What you will do:
The answer must be every line of the data that holds the word "front".

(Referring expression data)
^^^^^^^^^^^^^^^^
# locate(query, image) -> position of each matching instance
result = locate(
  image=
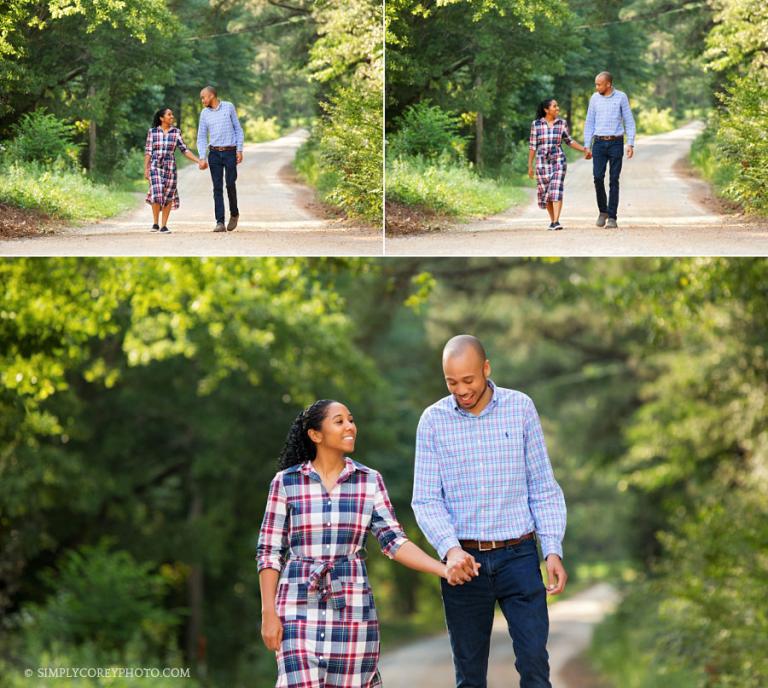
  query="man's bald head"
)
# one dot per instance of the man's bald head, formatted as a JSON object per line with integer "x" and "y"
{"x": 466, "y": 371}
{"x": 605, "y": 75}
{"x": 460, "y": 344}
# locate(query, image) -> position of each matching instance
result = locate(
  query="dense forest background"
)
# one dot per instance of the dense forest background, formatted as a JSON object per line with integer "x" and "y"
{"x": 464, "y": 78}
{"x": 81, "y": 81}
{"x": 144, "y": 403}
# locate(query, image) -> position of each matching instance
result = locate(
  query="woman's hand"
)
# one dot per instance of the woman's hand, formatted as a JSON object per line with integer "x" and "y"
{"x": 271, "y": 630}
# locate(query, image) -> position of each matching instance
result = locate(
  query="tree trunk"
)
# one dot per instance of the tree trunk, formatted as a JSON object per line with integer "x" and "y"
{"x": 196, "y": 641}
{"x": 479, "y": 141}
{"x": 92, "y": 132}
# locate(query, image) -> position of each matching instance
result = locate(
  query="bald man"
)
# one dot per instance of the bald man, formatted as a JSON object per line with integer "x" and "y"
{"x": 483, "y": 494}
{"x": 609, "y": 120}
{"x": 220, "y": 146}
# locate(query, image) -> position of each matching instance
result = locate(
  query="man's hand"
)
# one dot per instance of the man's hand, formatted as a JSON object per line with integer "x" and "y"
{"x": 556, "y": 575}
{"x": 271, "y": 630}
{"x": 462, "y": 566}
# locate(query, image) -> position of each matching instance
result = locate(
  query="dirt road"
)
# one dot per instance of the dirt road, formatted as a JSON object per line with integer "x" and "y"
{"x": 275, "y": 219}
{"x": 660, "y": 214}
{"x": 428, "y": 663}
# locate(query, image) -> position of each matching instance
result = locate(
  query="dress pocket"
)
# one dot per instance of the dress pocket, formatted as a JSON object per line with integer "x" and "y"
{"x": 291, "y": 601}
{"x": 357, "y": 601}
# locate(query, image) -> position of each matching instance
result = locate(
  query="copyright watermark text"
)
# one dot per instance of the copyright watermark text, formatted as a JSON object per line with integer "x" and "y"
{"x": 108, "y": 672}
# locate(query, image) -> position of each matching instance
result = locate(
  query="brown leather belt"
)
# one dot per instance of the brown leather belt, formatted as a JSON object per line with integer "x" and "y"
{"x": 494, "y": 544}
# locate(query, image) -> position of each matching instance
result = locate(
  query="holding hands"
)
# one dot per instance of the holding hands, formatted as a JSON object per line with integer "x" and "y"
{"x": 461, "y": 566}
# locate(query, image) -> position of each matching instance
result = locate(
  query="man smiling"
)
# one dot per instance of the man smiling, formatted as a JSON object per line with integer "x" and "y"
^^^^^^^^^^^^^^^^
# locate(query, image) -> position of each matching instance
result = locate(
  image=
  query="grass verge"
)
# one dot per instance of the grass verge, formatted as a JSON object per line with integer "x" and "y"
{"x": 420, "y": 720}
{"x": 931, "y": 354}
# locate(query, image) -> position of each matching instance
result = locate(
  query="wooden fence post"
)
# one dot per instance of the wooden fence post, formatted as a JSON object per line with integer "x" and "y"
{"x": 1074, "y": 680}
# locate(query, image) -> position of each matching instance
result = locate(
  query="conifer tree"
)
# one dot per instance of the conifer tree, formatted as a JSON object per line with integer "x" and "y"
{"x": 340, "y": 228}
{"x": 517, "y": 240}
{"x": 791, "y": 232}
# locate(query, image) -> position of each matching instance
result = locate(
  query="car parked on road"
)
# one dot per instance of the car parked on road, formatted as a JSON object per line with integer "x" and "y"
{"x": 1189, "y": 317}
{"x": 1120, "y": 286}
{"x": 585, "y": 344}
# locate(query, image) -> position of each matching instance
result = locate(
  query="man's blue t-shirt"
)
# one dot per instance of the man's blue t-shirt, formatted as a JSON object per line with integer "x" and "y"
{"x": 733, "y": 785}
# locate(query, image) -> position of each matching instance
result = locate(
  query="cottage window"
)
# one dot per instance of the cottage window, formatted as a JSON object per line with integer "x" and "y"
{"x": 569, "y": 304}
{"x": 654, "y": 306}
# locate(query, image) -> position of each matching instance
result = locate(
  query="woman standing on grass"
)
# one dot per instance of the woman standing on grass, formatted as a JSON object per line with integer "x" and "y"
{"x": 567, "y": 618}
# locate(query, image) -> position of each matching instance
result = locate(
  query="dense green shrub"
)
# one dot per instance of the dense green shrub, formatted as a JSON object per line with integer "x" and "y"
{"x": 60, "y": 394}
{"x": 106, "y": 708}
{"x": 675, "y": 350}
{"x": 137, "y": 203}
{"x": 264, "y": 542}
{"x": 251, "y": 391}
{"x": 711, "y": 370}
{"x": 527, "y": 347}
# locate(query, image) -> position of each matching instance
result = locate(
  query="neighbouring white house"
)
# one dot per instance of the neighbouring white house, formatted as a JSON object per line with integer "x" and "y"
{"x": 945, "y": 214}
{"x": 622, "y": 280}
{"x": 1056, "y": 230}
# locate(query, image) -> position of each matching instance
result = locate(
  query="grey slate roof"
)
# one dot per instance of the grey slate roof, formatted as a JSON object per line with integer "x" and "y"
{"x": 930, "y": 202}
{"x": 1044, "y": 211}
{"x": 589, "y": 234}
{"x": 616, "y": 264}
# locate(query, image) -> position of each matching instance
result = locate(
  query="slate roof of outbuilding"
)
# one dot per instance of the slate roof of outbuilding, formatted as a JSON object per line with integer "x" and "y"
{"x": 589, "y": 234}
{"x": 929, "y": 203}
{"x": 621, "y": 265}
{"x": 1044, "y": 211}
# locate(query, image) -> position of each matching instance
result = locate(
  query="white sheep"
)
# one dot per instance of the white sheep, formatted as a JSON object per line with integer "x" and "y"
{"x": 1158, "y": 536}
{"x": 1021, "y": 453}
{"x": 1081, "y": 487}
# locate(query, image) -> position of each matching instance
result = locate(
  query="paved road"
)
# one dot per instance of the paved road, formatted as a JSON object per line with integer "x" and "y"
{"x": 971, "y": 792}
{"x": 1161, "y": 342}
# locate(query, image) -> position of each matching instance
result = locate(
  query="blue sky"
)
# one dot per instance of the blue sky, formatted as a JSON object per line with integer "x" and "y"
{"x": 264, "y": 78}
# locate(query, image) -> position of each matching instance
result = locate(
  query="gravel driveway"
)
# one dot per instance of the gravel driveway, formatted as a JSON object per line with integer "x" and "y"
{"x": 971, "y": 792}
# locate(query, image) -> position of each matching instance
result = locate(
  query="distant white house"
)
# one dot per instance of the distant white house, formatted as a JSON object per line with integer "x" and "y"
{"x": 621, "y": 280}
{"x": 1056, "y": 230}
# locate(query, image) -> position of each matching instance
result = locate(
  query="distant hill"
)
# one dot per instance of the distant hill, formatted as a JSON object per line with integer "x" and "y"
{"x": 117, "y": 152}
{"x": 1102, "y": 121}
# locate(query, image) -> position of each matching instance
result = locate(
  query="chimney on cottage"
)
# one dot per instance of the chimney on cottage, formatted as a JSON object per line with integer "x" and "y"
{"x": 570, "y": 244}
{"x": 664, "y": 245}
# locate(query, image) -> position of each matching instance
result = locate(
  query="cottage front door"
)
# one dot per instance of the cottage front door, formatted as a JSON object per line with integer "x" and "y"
^^^^^^^^^^^^^^^^
Expected output:
  query="cottage front door"
# one dot per instance of the cottage front door, formatted as a JSON object per line with integer "x" and "y"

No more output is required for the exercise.